→ TEXT EXTRACT:
★ ★ ★ ★ ★

Live album by the Heartbreakers
- Released: 1979 (original LP)
- Recorded: 1978 (original LP) 1979 (CD bonus tracks)
- Genre: Punk rock
- Length: 34:44 (LP) 57:57 (CD)
- Label: Max's Kansas City (LP) Beggars Banquet (LP) ROIR (CD)
- Producer: Peter Crowley The Heartbreakers

The Heartbreakers chronology
| L.A.M.F. (1977) | Live at Max's Kansas City (1979) | D.T.K. - Live At The Speakeasy (1982) |

= Live at Max's Kansas City (Johnny Thunders album) =

Live at Max's Kansas City is a live album by the Heartbreakers. Recorded at a "reunion"/"farewell" show on September 16, 1978, at Max's Kansas City nightclub, the album's performance — loud, sloppy, and laden with bawdy introductions and/or lyric changes to many of the familiar songs from their only studio album, L.A.M.F. — further cemented the band's live reputation. A classic of early punk rock, the album has been called "probably the best official document of any New York band of the era."

★ ★ ★ ★ ★

→ SHORT EXERCISE A:
Answer these questions from the album entry:
(i) On what date was the show recorded?
(ii) Which label issued the CD?
(iii) How long does the CD run?
→ SHORT EXERCISE B:
For each statement, say yes or no according to the album entry, and quote the words that decide it.
(i) The show took place at Max's Kansas City nightclub.
(ii) The Heartbreakers had made more than one studio album before this recording.
(iii) The CD bonus tracks were recorded in 1978.
The lines that come next are not needed for anything here.

★ ★ ★ ★ ★

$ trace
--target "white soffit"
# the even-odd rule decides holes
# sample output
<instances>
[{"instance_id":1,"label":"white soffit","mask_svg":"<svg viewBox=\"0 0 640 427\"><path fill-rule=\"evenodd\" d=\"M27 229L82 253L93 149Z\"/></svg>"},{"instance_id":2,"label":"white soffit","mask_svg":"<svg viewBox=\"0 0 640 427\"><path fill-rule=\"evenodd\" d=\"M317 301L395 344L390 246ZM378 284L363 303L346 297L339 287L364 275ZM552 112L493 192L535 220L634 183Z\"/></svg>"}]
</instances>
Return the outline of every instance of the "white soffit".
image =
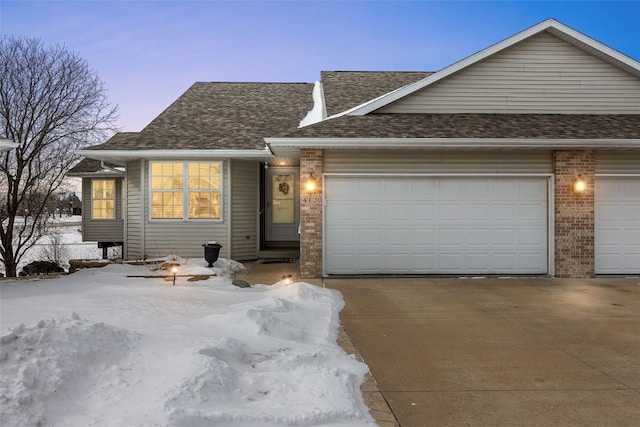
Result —
<instances>
[{"instance_id":1,"label":"white soffit","mask_svg":"<svg viewBox=\"0 0 640 427\"><path fill-rule=\"evenodd\" d=\"M483 49L480 52L468 56L461 61L443 68L442 70L430 75L429 77L426 77L402 88L396 89L371 101L367 101L361 105L351 108L350 110L335 114L329 118L340 117L344 115L363 116L365 114L371 113L372 111L382 108L394 101L397 101L400 98L403 98L413 92L416 92L439 80L442 80L445 77L457 73L458 71L469 67L470 65L482 61L483 59L495 53L498 53L543 31L549 31L550 34L553 34L561 40L564 40L565 42L572 44L579 49L582 49L585 52L594 55L614 66L623 69L627 73L640 78L640 62L592 39L591 37L588 37L574 30L573 28L567 27L566 25L556 21L555 19L547 19L499 43L489 46L488 48Z\"/></svg>"},{"instance_id":2,"label":"white soffit","mask_svg":"<svg viewBox=\"0 0 640 427\"><path fill-rule=\"evenodd\" d=\"M273 154L264 150L78 150L80 156L102 160L118 165L137 159L149 160L205 160L205 159L251 159L269 161Z\"/></svg>"},{"instance_id":3,"label":"white soffit","mask_svg":"<svg viewBox=\"0 0 640 427\"><path fill-rule=\"evenodd\" d=\"M265 138L276 156L291 156L300 148L332 149L508 149L606 148L640 149L640 139L563 138Z\"/></svg>"}]
</instances>

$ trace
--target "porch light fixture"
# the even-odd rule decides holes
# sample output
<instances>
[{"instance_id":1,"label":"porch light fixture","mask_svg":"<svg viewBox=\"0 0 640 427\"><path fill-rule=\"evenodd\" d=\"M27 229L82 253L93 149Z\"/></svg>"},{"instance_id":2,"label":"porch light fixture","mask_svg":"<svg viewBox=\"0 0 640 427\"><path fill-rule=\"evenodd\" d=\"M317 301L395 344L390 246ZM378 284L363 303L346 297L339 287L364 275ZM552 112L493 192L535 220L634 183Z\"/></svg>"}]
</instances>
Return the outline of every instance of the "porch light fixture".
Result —
<instances>
[{"instance_id":1,"label":"porch light fixture","mask_svg":"<svg viewBox=\"0 0 640 427\"><path fill-rule=\"evenodd\" d=\"M318 182L313 174L309 174L309 177L304 182L304 191L307 193L315 193L318 189Z\"/></svg>"},{"instance_id":2,"label":"porch light fixture","mask_svg":"<svg viewBox=\"0 0 640 427\"><path fill-rule=\"evenodd\" d=\"M587 191L587 182L582 178L582 175L578 175L573 181L573 192L575 194L583 194L585 191Z\"/></svg>"},{"instance_id":3,"label":"porch light fixture","mask_svg":"<svg viewBox=\"0 0 640 427\"><path fill-rule=\"evenodd\" d=\"M174 265L171 267L171 272L173 273L173 286L176 285L176 274L178 274L178 266Z\"/></svg>"}]
</instances>

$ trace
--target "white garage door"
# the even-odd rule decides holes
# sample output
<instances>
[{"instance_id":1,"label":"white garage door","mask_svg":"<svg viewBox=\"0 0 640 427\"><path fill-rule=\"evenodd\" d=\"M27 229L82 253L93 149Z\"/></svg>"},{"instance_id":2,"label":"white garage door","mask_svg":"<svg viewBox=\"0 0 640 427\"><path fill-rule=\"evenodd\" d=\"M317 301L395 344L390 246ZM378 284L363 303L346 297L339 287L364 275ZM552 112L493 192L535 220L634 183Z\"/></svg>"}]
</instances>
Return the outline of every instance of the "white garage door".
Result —
<instances>
[{"instance_id":1,"label":"white garage door","mask_svg":"<svg viewBox=\"0 0 640 427\"><path fill-rule=\"evenodd\" d=\"M596 274L640 274L640 178L596 179Z\"/></svg>"},{"instance_id":2,"label":"white garage door","mask_svg":"<svg viewBox=\"0 0 640 427\"><path fill-rule=\"evenodd\" d=\"M547 179L327 177L326 274L545 274Z\"/></svg>"}]
</instances>

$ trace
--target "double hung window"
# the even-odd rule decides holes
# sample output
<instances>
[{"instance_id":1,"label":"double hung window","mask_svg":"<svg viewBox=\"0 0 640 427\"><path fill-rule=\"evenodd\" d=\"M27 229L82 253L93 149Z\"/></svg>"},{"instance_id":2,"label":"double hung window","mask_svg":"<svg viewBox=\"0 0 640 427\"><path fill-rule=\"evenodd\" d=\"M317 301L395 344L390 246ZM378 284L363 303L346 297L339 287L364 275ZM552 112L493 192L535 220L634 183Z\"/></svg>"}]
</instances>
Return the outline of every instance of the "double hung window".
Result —
<instances>
[{"instance_id":1,"label":"double hung window","mask_svg":"<svg viewBox=\"0 0 640 427\"><path fill-rule=\"evenodd\" d=\"M152 219L221 219L222 162L151 162Z\"/></svg>"}]
</instances>

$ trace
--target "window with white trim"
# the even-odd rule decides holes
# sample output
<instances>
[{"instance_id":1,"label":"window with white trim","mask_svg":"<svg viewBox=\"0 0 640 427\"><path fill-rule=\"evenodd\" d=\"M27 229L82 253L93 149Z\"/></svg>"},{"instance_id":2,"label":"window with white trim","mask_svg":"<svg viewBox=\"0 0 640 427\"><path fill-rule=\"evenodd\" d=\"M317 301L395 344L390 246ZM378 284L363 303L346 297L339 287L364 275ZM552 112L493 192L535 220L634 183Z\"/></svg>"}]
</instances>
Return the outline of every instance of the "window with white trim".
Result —
<instances>
[{"instance_id":1,"label":"window with white trim","mask_svg":"<svg viewBox=\"0 0 640 427\"><path fill-rule=\"evenodd\" d=\"M151 219L221 219L222 162L151 162Z\"/></svg>"},{"instance_id":2,"label":"window with white trim","mask_svg":"<svg viewBox=\"0 0 640 427\"><path fill-rule=\"evenodd\" d=\"M116 180L91 180L91 218L116 219Z\"/></svg>"}]
</instances>

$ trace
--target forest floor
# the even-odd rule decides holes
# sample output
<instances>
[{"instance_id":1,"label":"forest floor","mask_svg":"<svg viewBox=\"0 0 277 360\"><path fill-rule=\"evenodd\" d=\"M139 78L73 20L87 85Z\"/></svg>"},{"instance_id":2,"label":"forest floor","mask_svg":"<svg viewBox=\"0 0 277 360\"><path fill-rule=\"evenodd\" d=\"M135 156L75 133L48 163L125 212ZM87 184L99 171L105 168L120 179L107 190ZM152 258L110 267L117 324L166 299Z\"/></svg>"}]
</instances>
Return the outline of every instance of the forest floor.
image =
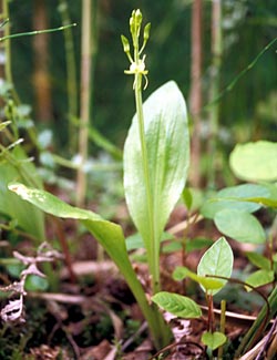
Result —
<instances>
[{"instance_id":1,"label":"forest floor","mask_svg":"<svg viewBox=\"0 0 277 360\"><path fill-rule=\"evenodd\" d=\"M119 209L117 222L125 217L126 210ZM177 207L167 228L174 228L186 219L185 209ZM88 234L79 234L74 222L65 220L59 226L59 241L66 239L71 258L57 264L54 277L57 291L30 291L24 300L24 322L0 326L1 359L80 359L80 360L147 360L154 359L155 350L148 336L147 325L124 279L115 265L102 254L95 240ZM132 229L125 227L126 232ZM54 237L54 227L48 219L48 236ZM181 230L176 236L181 237ZM189 238L220 237L217 229L204 220L189 230ZM76 240L78 238L78 240ZM229 240L234 251L233 276L242 278L247 267L245 246ZM166 243L165 243L166 244ZM31 245L21 241L17 250L29 253ZM205 249L165 253L161 256L163 290L178 292L193 298L203 306L199 319L179 319L165 313L174 340L166 359L206 359L201 337L207 330L207 308L203 291L192 281L174 281L172 272L176 266L184 265L196 270ZM249 248L247 248L249 250ZM150 278L142 250L132 254L137 276L150 294ZM98 260L101 259L101 260ZM2 274L1 280L8 281ZM11 279L9 279L11 280ZM265 289L266 291L266 289ZM226 336L227 354L224 359L234 359L239 338L253 323L263 301L256 294L247 294L242 286L229 284L215 297L215 323L219 323L220 299L227 301ZM3 300L1 301L1 307ZM165 358L165 357L164 357ZM156 358L157 359L157 358ZM208 359L208 358L207 358Z\"/></svg>"}]
</instances>

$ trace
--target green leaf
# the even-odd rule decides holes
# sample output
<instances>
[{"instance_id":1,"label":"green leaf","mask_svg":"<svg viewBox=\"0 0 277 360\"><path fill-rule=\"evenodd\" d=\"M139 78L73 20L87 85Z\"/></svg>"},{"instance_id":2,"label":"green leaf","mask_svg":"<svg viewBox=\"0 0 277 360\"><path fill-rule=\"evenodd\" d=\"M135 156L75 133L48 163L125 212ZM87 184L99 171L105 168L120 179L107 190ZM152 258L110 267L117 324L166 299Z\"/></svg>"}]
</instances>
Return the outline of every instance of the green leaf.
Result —
<instances>
[{"instance_id":1,"label":"green leaf","mask_svg":"<svg viewBox=\"0 0 277 360\"><path fill-rule=\"evenodd\" d=\"M186 241L186 253L201 250L204 247L209 247L214 244L212 239L205 237L196 237Z\"/></svg>"},{"instance_id":2,"label":"green leaf","mask_svg":"<svg viewBox=\"0 0 277 360\"><path fill-rule=\"evenodd\" d=\"M253 272L247 279L245 279L246 284L249 284L255 288L273 281L274 281L274 271L264 270L264 269ZM247 286L245 288L247 291L252 291L252 288Z\"/></svg>"},{"instance_id":3,"label":"green leaf","mask_svg":"<svg viewBox=\"0 0 277 360\"><path fill-rule=\"evenodd\" d=\"M23 184L18 183L10 184L9 189L48 214L81 220L121 270L125 271L125 268L132 268L127 258L125 239L119 225L104 220L98 214L90 210L73 207L41 189L28 188Z\"/></svg>"},{"instance_id":4,"label":"green leaf","mask_svg":"<svg viewBox=\"0 0 277 360\"><path fill-rule=\"evenodd\" d=\"M44 279L37 275L29 275L24 284L24 289L27 291L45 291L48 287L48 279Z\"/></svg>"},{"instance_id":5,"label":"green leaf","mask_svg":"<svg viewBox=\"0 0 277 360\"><path fill-rule=\"evenodd\" d=\"M0 213L16 219L18 227L43 240L44 215L8 189L8 184L14 181L25 184L32 181L35 182L35 186L41 187L37 169L32 163L27 162L27 155L20 146L9 153L9 162L0 161Z\"/></svg>"},{"instance_id":6,"label":"green leaf","mask_svg":"<svg viewBox=\"0 0 277 360\"><path fill-rule=\"evenodd\" d=\"M9 189L48 214L62 218L79 219L99 240L107 255L117 265L134 296L140 302L145 317L151 317L150 312L152 312L152 310L148 308L146 298L144 298L142 286L137 280L130 263L125 239L122 228L119 225L107 222L90 210L73 207L52 194L41 189L29 188L23 184L18 183L10 184Z\"/></svg>"},{"instance_id":7,"label":"green leaf","mask_svg":"<svg viewBox=\"0 0 277 360\"><path fill-rule=\"evenodd\" d=\"M171 81L144 103L153 218L150 219L136 115L124 145L124 188L130 214L147 251L151 234L160 241L168 216L185 186L189 161L186 105ZM153 230L154 229L154 230ZM153 240L153 239L152 239Z\"/></svg>"},{"instance_id":8,"label":"green leaf","mask_svg":"<svg viewBox=\"0 0 277 360\"><path fill-rule=\"evenodd\" d=\"M224 235L240 243L264 244L266 234L252 214L225 209L215 216L215 225Z\"/></svg>"},{"instance_id":9,"label":"green leaf","mask_svg":"<svg viewBox=\"0 0 277 360\"><path fill-rule=\"evenodd\" d=\"M192 299L167 291L161 291L152 297L152 300L165 311L181 318L199 318L202 310Z\"/></svg>"},{"instance_id":10,"label":"green leaf","mask_svg":"<svg viewBox=\"0 0 277 360\"><path fill-rule=\"evenodd\" d=\"M227 338L223 332L204 332L201 341L207 346L209 349L215 350L218 349L226 342Z\"/></svg>"},{"instance_id":11,"label":"green leaf","mask_svg":"<svg viewBox=\"0 0 277 360\"><path fill-rule=\"evenodd\" d=\"M233 270L234 256L229 244L224 237L220 237L201 258L197 267L197 275L205 277L207 275L224 276L229 278ZM216 279L222 282L222 287L226 280ZM220 289L209 289L202 286L208 294L215 295Z\"/></svg>"},{"instance_id":12,"label":"green leaf","mask_svg":"<svg viewBox=\"0 0 277 360\"><path fill-rule=\"evenodd\" d=\"M257 253L246 253L246 256L253 265L264 270L270 270L271 268L270 260L265 256Z\"/></svg>"},{"instance_id":13,"label":"green leaf","mask_svg":"<svg viewBox=\"0 0 277 360\"><path fill-rule=\"evenodd\" d=\"M189 277L192 280L202 285L206 290L220 289L223 287L222 280L198 276L195 272L188 270L184 266L177 266L173 272L173 279L181 281L184 278Z\"/></svg>"},{"instance_id":14,"label":"green leaf","mask_svg":"<svg viewBox=\"0 0 277 360\"><path fill-rule=\"evenodd\" d=\"M247 213L256 212L260 204L252 204L250 197L269 197L269 191L261 185L244 184L226 187L208 198L201 208L203 216L214 218L218 212L226 208L234 208Z\"/></svg>"},{"instance_id":15,"label":"green leaf","mask_svg":"<svg viewBox=\"0 0 277 360\"><path fill-rule=\"evenodd\" d=\"M189 188L184 188L183 194L183 202L188 210L191 210L192 205L193 205L193 194Z\"/></svg>"},{"instance_id":16,"label":"green leaf","mask_svg":"<svg viewBox=\"0 0 277 360\"><path fill-rule=\"evenodd\" d=\"M230 154L229 164L243 181L274 182L277 179L277 143L238 144Z\"/></svg>"},{"instance_id":17,"label":"green leaf","mask_svg":"<svg viewBox=\"0 0 277 360\"><path fill-rule=\"evenodd\" d=\"M29 188L19 183L10 184L9 189L48 214L79 219L103 246L124 276L148 322L154 341L160 342L158 336L161 332L165 333L166 339L168 329L162 316L148 305L142 285L130 263L122 228L117 224L107 222L90 210L73 207L41 189Z\"/></svg>"}]
</instances>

★ ★ ★ ★ ★

→ FINAL ANSWER A:
(i) September 16, 1978
(ii) ROIR
(iii) 57:57

→ FINAL ANSWER B:
(i) Yes: "at Max's Kansas City nightclub"
(ii) No: "their only studio album, L.A.M.F."
(iii) No: "1979 (CD bonus tracks)"